The answer should consist of each line below that contains the word "coat".

#### SUPPLIED MATERIAL ####

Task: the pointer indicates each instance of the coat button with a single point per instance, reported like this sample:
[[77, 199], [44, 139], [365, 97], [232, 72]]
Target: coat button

####
#### SUPPLIED MATERIAL ####

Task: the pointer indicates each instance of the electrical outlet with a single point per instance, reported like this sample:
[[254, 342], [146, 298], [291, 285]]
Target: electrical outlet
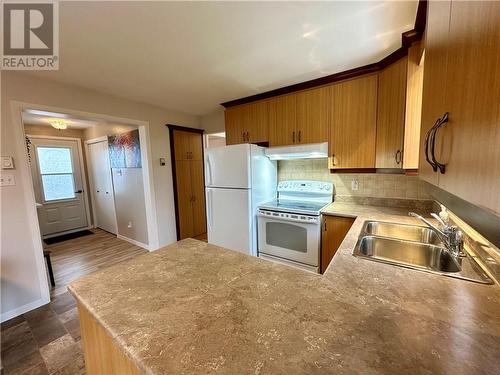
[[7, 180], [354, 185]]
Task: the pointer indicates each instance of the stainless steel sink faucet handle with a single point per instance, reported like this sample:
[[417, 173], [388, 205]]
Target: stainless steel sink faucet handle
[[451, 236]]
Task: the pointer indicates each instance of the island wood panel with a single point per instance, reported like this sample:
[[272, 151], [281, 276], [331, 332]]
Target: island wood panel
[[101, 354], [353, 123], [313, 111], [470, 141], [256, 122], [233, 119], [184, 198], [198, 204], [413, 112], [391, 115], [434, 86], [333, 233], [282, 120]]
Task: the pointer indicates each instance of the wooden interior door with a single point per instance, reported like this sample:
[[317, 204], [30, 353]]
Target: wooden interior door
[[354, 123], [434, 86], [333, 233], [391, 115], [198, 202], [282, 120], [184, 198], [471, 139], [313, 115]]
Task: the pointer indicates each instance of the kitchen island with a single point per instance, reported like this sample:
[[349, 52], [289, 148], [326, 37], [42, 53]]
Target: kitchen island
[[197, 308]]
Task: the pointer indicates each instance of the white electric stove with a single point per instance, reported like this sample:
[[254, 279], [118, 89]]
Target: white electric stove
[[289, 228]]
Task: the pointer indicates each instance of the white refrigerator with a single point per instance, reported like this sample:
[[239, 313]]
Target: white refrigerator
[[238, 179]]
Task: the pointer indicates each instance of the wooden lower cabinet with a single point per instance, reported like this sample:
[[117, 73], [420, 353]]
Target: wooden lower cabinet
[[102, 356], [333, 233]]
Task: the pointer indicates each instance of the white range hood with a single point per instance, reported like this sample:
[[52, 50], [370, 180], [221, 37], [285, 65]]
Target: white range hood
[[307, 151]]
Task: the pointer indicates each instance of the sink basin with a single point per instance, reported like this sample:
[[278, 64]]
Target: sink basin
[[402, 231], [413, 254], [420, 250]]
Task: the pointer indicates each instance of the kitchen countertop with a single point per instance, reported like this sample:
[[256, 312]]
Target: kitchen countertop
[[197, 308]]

####

SOLUTION TO THE EXERCISE ▸
Task: the pointer indicates each instance of the coat button with a single point per instance, reported like this sample:
Target: coat button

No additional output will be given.